GIVEN EXERCISE: Reproduce every line, starting at the one that contains "For the benchmark, mark every instance of the green stem" and ending at the last line of the data, exactly as it stands; pictures are omitted.

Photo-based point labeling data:
++++++++

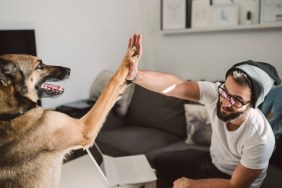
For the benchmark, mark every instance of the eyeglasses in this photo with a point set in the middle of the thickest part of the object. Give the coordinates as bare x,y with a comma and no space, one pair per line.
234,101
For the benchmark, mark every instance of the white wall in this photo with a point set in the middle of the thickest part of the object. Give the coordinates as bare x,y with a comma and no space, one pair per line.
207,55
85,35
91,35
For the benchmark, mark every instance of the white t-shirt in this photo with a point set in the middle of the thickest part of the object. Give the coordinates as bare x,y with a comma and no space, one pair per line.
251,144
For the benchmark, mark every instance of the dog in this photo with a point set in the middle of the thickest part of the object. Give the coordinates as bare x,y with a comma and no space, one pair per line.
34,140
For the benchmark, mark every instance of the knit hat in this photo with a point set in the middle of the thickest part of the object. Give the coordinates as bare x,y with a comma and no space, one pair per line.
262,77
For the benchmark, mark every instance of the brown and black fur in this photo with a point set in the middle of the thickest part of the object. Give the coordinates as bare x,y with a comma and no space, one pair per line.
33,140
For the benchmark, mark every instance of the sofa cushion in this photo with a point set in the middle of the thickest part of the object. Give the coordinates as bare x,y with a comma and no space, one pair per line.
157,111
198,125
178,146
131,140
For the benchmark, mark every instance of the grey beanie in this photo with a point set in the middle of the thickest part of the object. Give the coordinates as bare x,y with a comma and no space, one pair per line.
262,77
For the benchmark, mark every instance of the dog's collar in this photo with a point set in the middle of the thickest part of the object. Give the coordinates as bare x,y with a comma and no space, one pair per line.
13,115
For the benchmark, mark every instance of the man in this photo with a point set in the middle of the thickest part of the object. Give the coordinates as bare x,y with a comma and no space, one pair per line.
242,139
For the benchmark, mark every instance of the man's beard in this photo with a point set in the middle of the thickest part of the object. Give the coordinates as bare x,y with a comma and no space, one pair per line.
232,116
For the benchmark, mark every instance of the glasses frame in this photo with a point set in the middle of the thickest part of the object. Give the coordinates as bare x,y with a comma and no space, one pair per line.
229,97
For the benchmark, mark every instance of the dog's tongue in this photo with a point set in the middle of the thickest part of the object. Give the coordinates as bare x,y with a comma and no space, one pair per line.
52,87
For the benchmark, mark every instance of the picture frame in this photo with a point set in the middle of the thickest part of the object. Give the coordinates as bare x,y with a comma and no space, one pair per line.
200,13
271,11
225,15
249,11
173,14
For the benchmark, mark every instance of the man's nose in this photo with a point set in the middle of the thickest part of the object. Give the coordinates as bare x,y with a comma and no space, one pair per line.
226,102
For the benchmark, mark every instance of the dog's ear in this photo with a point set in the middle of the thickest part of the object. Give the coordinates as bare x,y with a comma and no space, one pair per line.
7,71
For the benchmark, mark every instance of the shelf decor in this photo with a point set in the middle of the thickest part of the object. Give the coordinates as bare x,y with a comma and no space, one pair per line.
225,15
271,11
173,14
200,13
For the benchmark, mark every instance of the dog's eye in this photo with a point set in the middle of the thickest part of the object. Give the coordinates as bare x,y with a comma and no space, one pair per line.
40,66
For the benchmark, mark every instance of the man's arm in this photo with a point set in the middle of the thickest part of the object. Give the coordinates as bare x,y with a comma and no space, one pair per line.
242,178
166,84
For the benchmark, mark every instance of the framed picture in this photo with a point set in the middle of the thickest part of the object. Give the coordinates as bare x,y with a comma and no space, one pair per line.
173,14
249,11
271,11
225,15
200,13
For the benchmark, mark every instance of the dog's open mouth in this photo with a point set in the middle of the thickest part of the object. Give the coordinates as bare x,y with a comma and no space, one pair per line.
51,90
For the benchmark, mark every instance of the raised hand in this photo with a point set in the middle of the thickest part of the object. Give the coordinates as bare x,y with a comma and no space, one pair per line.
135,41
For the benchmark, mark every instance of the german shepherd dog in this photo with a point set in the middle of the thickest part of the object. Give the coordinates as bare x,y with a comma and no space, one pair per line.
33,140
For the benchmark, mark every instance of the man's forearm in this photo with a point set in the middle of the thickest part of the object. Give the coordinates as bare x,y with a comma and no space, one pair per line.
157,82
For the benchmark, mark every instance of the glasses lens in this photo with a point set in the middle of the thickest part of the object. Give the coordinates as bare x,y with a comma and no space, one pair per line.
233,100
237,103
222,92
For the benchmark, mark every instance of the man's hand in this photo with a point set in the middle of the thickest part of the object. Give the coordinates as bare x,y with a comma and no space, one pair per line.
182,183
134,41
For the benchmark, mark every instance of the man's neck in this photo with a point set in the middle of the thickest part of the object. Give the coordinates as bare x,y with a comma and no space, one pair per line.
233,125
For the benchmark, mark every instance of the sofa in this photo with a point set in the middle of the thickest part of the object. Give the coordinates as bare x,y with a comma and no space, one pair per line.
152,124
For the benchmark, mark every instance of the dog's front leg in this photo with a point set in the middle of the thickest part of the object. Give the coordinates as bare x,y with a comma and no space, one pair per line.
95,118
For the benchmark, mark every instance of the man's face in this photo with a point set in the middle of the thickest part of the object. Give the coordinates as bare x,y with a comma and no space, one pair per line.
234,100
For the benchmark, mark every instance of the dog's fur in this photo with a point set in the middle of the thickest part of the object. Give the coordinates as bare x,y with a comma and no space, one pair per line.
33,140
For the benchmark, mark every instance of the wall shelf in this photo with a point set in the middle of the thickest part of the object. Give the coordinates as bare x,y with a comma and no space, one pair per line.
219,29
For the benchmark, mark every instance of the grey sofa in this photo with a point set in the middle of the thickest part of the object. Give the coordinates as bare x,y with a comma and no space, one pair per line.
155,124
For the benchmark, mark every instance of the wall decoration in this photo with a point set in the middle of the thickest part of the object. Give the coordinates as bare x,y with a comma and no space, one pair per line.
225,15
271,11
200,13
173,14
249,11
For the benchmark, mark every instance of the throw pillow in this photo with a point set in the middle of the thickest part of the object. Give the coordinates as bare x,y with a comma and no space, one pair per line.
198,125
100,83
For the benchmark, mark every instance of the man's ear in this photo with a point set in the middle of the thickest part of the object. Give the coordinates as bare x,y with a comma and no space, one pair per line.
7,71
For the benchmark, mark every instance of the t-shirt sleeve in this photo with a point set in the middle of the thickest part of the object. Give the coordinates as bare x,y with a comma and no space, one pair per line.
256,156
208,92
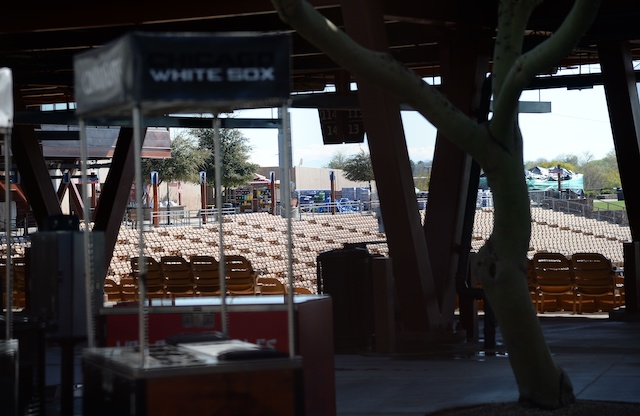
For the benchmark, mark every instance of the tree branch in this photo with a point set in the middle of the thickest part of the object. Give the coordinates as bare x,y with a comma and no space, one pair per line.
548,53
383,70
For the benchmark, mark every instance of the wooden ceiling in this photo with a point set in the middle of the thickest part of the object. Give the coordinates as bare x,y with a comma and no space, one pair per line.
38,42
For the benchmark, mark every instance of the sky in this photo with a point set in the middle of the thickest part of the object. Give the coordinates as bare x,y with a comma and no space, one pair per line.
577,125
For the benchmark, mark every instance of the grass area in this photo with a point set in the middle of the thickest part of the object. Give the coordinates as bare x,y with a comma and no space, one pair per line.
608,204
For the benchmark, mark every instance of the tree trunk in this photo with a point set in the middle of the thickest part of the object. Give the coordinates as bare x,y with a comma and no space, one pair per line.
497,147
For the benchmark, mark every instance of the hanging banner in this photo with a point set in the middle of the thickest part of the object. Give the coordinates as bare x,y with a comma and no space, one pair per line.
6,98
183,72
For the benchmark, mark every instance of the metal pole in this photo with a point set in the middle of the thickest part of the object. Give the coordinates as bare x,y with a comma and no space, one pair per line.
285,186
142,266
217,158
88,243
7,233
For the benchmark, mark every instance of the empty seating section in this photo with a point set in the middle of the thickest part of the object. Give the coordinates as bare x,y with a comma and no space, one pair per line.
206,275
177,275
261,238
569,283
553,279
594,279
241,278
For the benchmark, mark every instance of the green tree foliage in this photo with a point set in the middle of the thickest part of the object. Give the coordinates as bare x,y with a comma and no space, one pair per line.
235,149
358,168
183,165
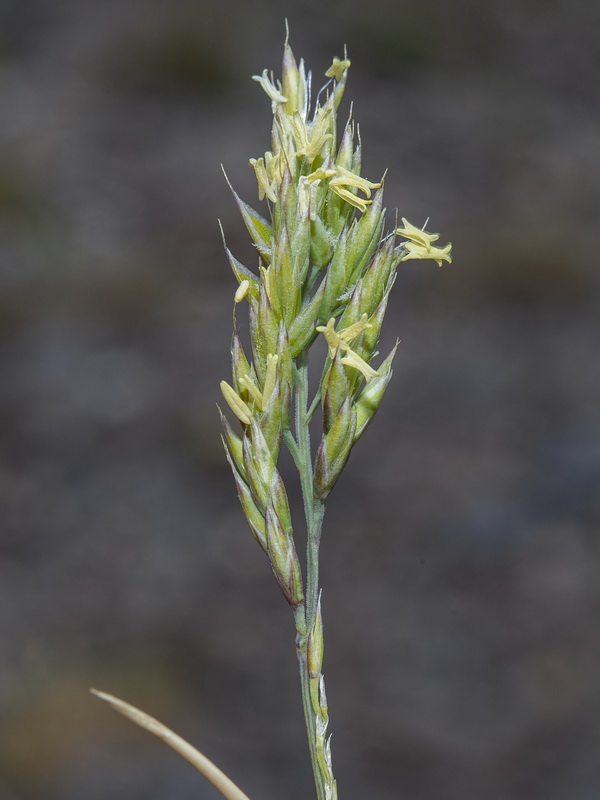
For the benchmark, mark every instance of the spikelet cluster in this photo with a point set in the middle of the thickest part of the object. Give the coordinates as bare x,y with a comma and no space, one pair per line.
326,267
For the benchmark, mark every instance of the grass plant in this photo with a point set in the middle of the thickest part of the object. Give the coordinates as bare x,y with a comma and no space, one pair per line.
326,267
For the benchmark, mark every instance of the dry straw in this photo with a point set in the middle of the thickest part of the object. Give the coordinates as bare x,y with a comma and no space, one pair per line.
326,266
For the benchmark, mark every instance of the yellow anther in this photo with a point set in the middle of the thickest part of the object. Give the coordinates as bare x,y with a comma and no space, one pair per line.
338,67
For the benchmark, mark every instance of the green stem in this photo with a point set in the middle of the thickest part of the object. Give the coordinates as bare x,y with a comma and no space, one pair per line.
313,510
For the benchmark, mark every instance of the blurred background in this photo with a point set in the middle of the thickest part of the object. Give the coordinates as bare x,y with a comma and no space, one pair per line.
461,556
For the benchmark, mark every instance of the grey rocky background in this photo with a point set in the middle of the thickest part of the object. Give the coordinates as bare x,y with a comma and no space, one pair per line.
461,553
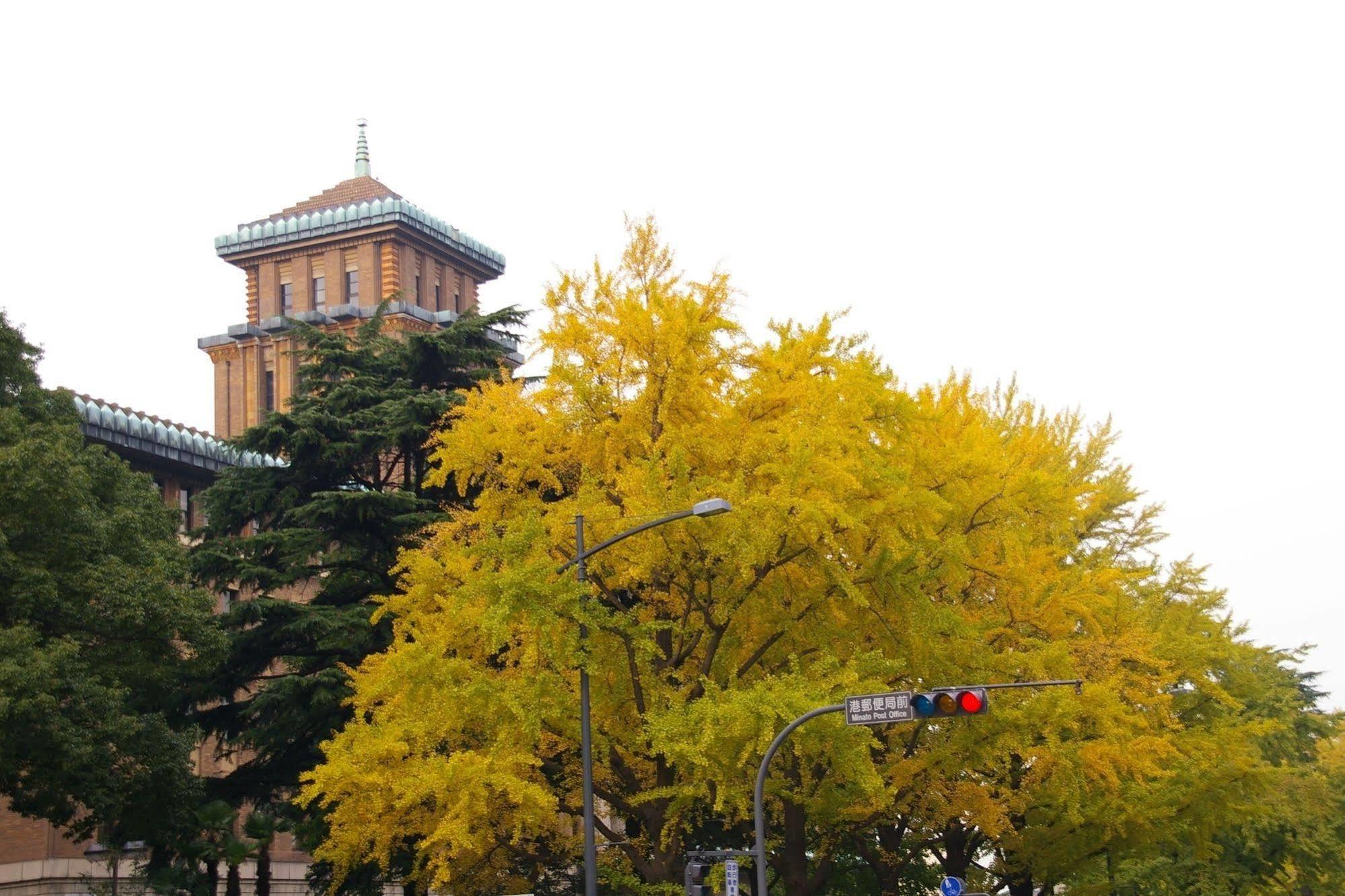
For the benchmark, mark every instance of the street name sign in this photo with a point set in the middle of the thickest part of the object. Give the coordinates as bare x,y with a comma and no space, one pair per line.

++++++++

EXERCISE RESULT:
For the benchmark, mark every instance of the green stem in this photo with a point set in the middle of the thickest part of the object. Give the coordinates as bare x,y with a comma and no space, one pair per line.
313,510
For the benchmark, mark every instance of the blurred background in this photo with a point set in the middle of the thickest part of the object. Give the coordinates as bare x,y with a comma and no space, one pair per line.
461,556
For the benchmark, mark every instance of the grey rocky background in this photo with a point set in the middle of the thickest part of the object. Give the coordinates as bare x,y with a comma and no space, one pair per line.
461,553
For the benchmark, mark every instance of the street name sign in this photo with a point set in the middle of the thickest part of the object. Give the coordinates as bare x,y with a comma and no space, one pair per line.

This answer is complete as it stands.